Your answer should consist of each line below that includes the word "thistle".

Images for object localization
________________
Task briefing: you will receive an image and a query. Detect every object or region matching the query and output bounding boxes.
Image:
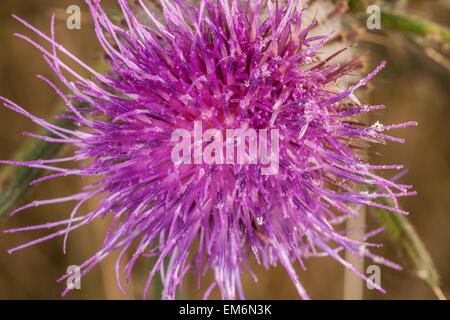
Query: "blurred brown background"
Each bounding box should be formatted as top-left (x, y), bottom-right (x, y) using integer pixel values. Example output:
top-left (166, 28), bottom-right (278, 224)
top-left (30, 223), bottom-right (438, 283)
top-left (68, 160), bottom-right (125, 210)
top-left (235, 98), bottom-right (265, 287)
top-left (0, 0), bottom-right (448, 299)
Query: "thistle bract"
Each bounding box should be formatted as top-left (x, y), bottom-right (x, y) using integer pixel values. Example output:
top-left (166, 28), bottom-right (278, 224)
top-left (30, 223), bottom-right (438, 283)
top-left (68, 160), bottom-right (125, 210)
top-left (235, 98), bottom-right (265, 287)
top-left (1, 0), bottom-right (416, 299)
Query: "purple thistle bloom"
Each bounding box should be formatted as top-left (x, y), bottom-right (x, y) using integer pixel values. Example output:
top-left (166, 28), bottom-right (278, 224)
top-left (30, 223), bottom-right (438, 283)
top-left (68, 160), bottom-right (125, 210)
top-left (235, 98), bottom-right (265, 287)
top-left (1, 0), bottom-right (417, 299)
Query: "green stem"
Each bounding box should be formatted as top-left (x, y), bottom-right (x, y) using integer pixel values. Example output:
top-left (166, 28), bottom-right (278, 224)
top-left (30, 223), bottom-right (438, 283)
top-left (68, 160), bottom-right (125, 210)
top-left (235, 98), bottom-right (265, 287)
top-left (372, 196), bottom-right (445, 299)
top-left (381, 11), bottom-right (450, 45)
top-left (0, 115), bottom-right (76, 220)
top-left (343, 0), bottom-right (450, 44)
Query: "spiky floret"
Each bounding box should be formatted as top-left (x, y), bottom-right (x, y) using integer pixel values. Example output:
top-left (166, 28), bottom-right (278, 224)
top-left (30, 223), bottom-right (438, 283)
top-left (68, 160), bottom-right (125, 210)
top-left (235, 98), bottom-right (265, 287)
top-left (1, 0), bottom-right (416, 299)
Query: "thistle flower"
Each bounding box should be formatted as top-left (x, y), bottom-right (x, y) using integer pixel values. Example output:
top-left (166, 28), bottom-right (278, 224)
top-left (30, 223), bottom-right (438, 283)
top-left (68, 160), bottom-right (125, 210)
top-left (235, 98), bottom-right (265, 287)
top-left (1, 0), bottom-right (417, 299)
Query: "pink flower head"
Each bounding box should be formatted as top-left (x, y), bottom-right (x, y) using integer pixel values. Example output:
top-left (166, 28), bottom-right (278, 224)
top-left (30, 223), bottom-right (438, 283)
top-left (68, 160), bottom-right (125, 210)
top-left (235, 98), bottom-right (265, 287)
top-left (1, 0), bottom-right (416, 299)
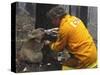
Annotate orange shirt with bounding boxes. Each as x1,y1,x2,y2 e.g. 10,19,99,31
51,15,97,68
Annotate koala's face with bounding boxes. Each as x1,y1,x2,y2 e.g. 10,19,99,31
29,28,45,41
35,28,45,39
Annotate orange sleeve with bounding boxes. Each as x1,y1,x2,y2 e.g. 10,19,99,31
50,22,70,52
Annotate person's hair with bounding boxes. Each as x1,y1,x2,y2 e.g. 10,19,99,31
47,6,67,20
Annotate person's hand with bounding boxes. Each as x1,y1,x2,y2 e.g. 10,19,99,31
44,28,59,35
51,28,59,34
44,40,51,45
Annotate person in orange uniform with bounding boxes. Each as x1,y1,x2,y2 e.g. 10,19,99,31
46,6,97,69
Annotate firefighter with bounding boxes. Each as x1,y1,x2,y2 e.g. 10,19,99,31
46,6,97,69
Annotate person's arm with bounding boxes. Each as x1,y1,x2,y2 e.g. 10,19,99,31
50,24,69,52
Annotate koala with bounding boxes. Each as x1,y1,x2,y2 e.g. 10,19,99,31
20,28,45,63
16,28,45,72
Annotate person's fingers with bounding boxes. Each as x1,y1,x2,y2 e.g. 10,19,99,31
51,30,58,34
51,28,59,31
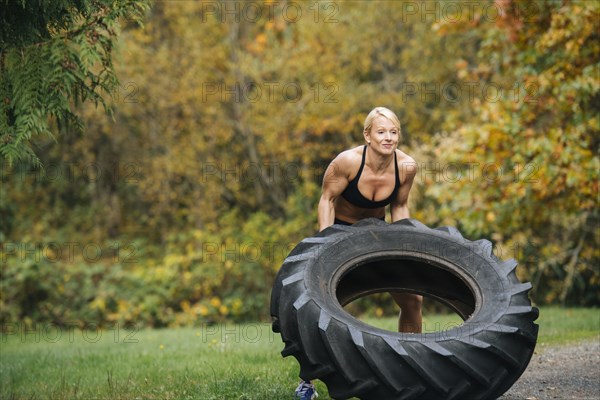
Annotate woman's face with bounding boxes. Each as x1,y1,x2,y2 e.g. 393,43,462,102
365,115,399,155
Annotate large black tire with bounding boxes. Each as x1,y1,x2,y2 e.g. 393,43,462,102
270,218,539,400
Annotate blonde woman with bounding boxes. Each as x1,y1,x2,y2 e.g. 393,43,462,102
294,107,422,399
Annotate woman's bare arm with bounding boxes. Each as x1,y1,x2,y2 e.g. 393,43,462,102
390,154,417,222
318,155,352,231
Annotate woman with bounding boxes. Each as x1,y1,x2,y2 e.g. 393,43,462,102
294,107,422,400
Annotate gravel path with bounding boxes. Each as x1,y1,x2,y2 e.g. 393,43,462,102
500,338,600,400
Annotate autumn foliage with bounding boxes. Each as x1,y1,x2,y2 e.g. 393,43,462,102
1,1,598,328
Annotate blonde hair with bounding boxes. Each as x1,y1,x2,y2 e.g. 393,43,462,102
363,107,401,136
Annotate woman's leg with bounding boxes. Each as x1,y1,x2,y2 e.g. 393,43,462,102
391,293,423,333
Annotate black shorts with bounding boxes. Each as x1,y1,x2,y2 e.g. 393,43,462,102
334,216,385,226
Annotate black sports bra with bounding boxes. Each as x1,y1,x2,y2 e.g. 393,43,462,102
341,145,401,209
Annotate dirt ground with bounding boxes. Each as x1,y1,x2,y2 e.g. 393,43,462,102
499,338,600,400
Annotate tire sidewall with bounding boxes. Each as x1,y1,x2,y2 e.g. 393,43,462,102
305,223,510,342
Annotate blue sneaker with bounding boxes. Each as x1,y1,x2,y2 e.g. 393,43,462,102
294,381,318,399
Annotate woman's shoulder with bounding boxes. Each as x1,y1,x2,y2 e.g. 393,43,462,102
395,148,415,163
329,146,364,177
395,149,417,175
332,145,363,163
336,145,365,162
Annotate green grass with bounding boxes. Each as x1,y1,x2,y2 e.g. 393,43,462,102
1,307,597,399
0,322,295,399
533,306,599,346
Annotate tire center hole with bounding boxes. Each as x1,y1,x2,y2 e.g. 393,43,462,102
335,257,477,332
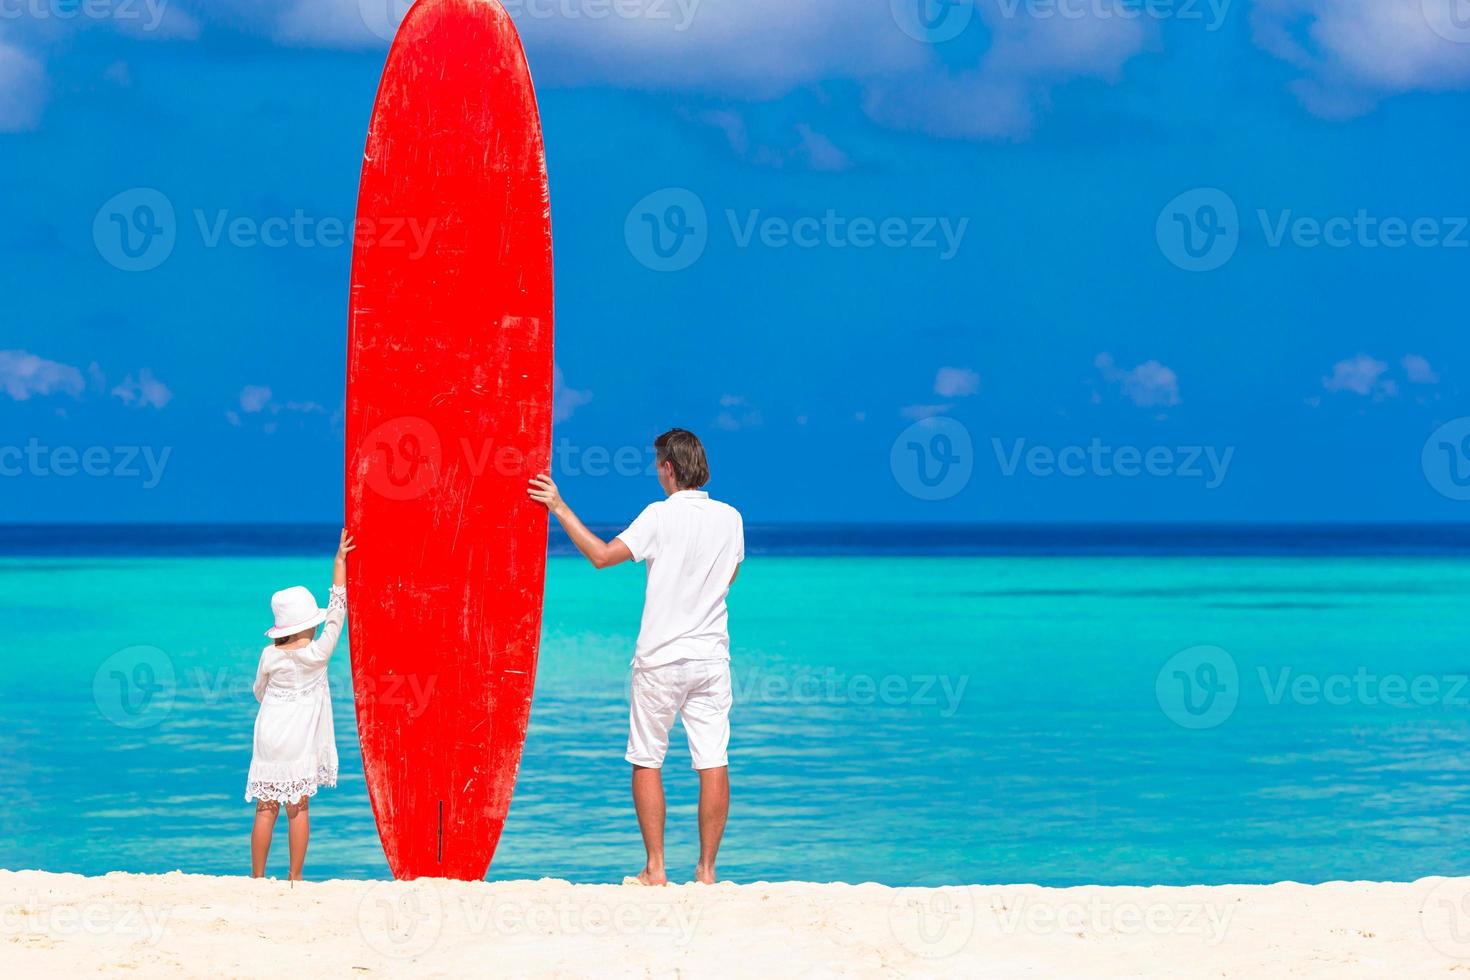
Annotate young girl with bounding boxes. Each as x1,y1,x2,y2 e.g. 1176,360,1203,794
246,529,355,880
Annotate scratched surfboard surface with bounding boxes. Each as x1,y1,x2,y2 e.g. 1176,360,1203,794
345,0,552,881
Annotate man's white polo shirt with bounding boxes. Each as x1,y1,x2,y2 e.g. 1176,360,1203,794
615,490,744,668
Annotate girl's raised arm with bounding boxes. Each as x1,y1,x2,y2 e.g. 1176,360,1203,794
301,530,355,667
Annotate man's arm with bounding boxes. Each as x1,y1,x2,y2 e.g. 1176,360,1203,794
528,473,633,570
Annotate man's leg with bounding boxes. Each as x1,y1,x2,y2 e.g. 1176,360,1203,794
626,665,677,885
631,766,667,885
683,662,733,884
695,765,729,884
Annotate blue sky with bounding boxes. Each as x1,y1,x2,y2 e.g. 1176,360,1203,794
3,0,1470,523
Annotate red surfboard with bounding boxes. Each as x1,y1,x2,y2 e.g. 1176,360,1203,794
344,0,553,881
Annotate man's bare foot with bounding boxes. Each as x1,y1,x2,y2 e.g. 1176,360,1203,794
694,863,716,884
626,865,668,886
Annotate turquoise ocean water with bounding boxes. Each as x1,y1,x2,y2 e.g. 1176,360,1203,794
4,526,1470,886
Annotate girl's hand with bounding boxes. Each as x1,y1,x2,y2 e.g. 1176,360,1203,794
335,529,357,565
527,473,565,516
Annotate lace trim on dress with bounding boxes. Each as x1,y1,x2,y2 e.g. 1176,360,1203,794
245,764,339,804
327,585,346,612
261,676,328,703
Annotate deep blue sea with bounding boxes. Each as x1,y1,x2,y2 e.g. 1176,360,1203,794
4,524,1470,886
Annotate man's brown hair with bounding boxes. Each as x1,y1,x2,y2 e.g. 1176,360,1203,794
654,428,710,490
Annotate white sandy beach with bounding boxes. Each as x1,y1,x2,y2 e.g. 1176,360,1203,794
4,869,1470,977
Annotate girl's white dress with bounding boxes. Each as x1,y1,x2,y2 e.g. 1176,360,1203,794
245,585,345,804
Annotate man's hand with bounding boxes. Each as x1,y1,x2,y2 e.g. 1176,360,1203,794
528,472,632,570
527,473,565,517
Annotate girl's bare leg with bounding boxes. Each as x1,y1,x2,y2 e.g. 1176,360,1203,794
286,796,310,880
251,801,279,877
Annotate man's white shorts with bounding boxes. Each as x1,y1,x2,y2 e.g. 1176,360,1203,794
625,659,732,771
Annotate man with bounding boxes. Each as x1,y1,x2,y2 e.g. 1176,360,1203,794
528,428,744,885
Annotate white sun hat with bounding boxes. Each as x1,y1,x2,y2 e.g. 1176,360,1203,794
265,586,328,639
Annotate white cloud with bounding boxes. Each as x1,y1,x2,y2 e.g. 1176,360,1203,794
792,123,853,172
111,368,173,409
864,5,1152,139
1095,353,1180,408
217,0,1149,141
262,0,917,80
0,40,47,133
1323,353,1393,396
687,109,854,171
228,383,336,431
1403,353,1440,384
239,385,274,413
900,403,953,420
553,364,592,423
715,395,761,430
934,367,980,398
0,350,84,401
1251,0,1470,118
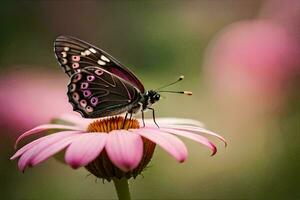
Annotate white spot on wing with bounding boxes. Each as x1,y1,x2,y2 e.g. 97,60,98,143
81,52,86,56
89,48,96,53
97,60,106,65
61,52,67,57
62,58,67,64
85,50,91,55
64,47,69,51
101,55,110,62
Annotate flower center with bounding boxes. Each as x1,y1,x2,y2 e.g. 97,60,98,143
87,116,140,133
85,116,156,180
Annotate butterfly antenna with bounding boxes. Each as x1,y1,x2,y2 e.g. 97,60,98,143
159,90,193,96
156,75,184,91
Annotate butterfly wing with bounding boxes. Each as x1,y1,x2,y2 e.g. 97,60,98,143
54,35,145,93
68,66,141,118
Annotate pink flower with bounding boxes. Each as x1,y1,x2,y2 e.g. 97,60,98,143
11,114,226,180
203,20,300,112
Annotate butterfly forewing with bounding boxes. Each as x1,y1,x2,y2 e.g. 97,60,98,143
68,66,141,118
54,35,145,93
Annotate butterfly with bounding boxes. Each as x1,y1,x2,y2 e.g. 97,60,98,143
54,35,191,126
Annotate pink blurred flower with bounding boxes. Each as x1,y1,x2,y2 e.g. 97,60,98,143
204,20,300,111
0,69,76,134
11,114,226,180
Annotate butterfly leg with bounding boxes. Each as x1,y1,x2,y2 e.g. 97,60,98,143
128,112,133,129
148,108,159,128
141,110,145,127
122,112,129,129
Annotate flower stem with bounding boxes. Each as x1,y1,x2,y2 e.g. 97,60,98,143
113,178,131,200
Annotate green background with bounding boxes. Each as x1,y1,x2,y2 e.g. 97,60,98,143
0,1,299,199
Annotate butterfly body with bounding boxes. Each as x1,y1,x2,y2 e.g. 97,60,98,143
129,90,161,114
55,36,160,119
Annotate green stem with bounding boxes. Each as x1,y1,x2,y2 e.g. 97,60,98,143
113,178,131,200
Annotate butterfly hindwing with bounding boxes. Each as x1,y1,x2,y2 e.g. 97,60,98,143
54,35,145,92
68,66,141,118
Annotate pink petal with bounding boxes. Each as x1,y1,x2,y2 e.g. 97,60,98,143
105,130,143,172
30,135,79,166
15,124,80,149
12,130,81,160
159,128,217,156
160,125,227,146
135,128,188,162
17,131,81,172
56,113,93,128
143,118,204,127
65,133,107,169
11,137,44,160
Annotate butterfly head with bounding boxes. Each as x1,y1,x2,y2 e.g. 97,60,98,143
147,90,161,104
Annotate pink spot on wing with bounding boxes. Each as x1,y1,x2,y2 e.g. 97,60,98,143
________________
*EXERCISE SOLUTION*.
Query: "thistle bract"
Query: "purple thistle bloom"
Query: "thistle flower"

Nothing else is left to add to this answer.